Kaynak metin>
_ _ _ _ _

Şimdi şöyle sorabilirsiniz: Eğer Ermenistan artık bu toprakları kontrol etmiyorsa, mayın temizlemekten yine de sorumlu tutulabilir mi?
İşte uluslararası hukuk tam da burada karmaşık bir hâl alır.
Ermenistan’ın sahaya mayın temizleme ekipleri göndermesi şu anda pratikte mümkün olmasa da daha önce döşediği mayınların yerlerini gösteren doğru haritaları teslim etmek suretiyle yükümlülüğünü yerine getirebilir. Bu, bir iyilik ya da lütuf değil; sivillerin korunmasını emreden uluslararası insancıl hukuk kurallarının doğrudan bir gereğidir.
Bu bilgiyi vermemek, sivil hayatları kasıtlı olarak tehlikeye atmak şeklinde yorumlanabilir ve işgal altındaki topraklarda sivilleri koruma yükümlülüğünü düzenleyen Dördüncü Cenevre Sözleşmesi’nin ihlali anlamına gelebilir. Ayrıca 1997 yılında imzalanan Kara Mayınlarının Yasaklanması Sözleşmesi —yaygın adıyla Ottawa Sözleşmesi— kara mayınlarının kullanımı konusunda uluslararası hukuki beklentileri ve teamülleri şekillendirmiştir. Ermenistan bu sözleşmeyi imzalamamış olsa bile sözleşmenin temel ilkeleri uluslararası teamül hukukunun bir parçası haline gelmiştir ve beklentileri belirlemektedir.
Sonuç olarak Ermenistan’ın haritaları teslim etmesi hem hukuki hem de ahlaki bir zorunluluktur. Bunu yapmamak, sessiz ve görünmez şekilde düşmanlığı sürdürmek olarak algılanabilir. Ermenistan’ın destekçileri, harita vermenin “karşı tarafa yardım etmek” anlamına geleceğini ve bu nedenle siyasi olarak kabul edilemez olduğunu iddia edebilirler.
Ancak şu unutulmamalıdır: Uluslararası insancıl hukukta “siyasi zorluk” sivilleri tehlikeye atmak için geçerli bir mazeret sayılmaz. Aksine, haritaların kasıtlı olarak paylaşılmaması ve bunun sonucu olarak sivil ölümlerinin meydana gelmesi, bireysel ceza sorumluluğunu bile gündeme getirebilir.
Üstelik kara mayınları asker ile çobanı veya çocuk ile savaşçıyı ayırt etmez. Özellikle işaretlenmemiş ve haritası bulunmayan kara mayınlarının varlığı, uluslararası insancıl hukukun temel ilkelerinden biri olan “ayrım gözetme ilkesi”nin açık ihlalidir.

_ _ _ _ _

Aşağıdakileri tamamlayınız>
(a) Kara mayınları ve uluslararası hukuk konulu metne göre Kara Mayınlarının Yasaklanması Sözleşmesi hangi yılda imzalanmıştır?
(b) Kara mayınları ve uluslararası hukuk konulu metni kaldığı yerden sürdürünüz.
Sonraki veriler, metinden bağımsız ayrı bir malzemedir.

Veri kümesinden alıntı>

_ _ _ _ _

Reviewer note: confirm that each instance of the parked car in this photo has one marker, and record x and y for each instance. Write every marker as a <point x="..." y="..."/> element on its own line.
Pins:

_ _ _ _ _

Sırasıyla yanıtlar>
(a) 1997 yılında.

(b)
Sıkça dile getirilen bir savunma, Ermenistan’ın artık bu topraklar üzerinde egemenliğinin bulunmadığı ve bu nedenle bir yükümlülüğünün olamayacağı yönündedir. Fakat çatışmalar sırasında kullanılan silahların yarattığı zararları en aza indirme yükümlülüğü, bölgeden çekilmekle ortadan kalkmaz. Bu yükümlülük, hukuki terminolojide “devam eden yükümlülük” olarak adlandırılır. Bunu savaş sonrası yapılması gereken, ancak yapılmadığında ölümcül sonuçlar doğurabilecek bir “temizlik” olarak düşünebiliriz. Üstelik savaş sonrası dönem bir hukuki boşluk dönemi değildir. Aksine, tarafların yükümlülüklerinin daha da belirginleştiği bir aşamadır. Günümüzde uluslararası toplum, artık “görmezden gel ve unut” yaklaşımını kabul etmemektedir. Ermenistan, sorumlu bir bölgesel aktör olarak tanınmak istiyorsa, bu yükümlülüğünü yerine getirmelidir.
Uluslararası insancıl hukuk açısından değerlendirildiğinde, Ermenistan’ın yalnızca yeni kara mayını döşemekten kaçınma değil, aynı zamanda daha önce döşediği mayınların yarattığı tehlikeleri ortadan kaldırma ve en azından ilgili makamlara doğru ve eksiksiz mayın tarlası haritalarını zamanında sunma yükümlülüğü bulunmaktadır. Bu mesele siyasetle değil, hukuki ve ahlaki ilkelere bağlılıkla ilgilidir.
Ermenistan’ın hareketsiz kalması, yalnızca yeni sivil ölümlerine yol açmakla kalmayacak; aynı zamanda ülkeyi uluslararası hukuki incelemelere ve ahlaki eleştirilere de açık hale getirecektir.
Bölgenin savaş sonrası barışa geçiş çabaları sürerken, kara mayınları hâlâ çözülmemiş gerilimlerin güçlü birer sembolü olarak kalmaktadır.
Ermenistan’ın gelecekte nasıl hatırlanacağı —eski bir işgalci olarak mı yoksa barışa bağlı bir aktör olarak mı— büyük ölçüde bundan sonra atacağı adımlara bağlı olacaktır.
Ve unutulmamalıdır ki; hukuki sahnede de savaş alanında olduğu gibi, eylemsizlik bazen bir mayın patlaması kadar yankı uyandırabilir.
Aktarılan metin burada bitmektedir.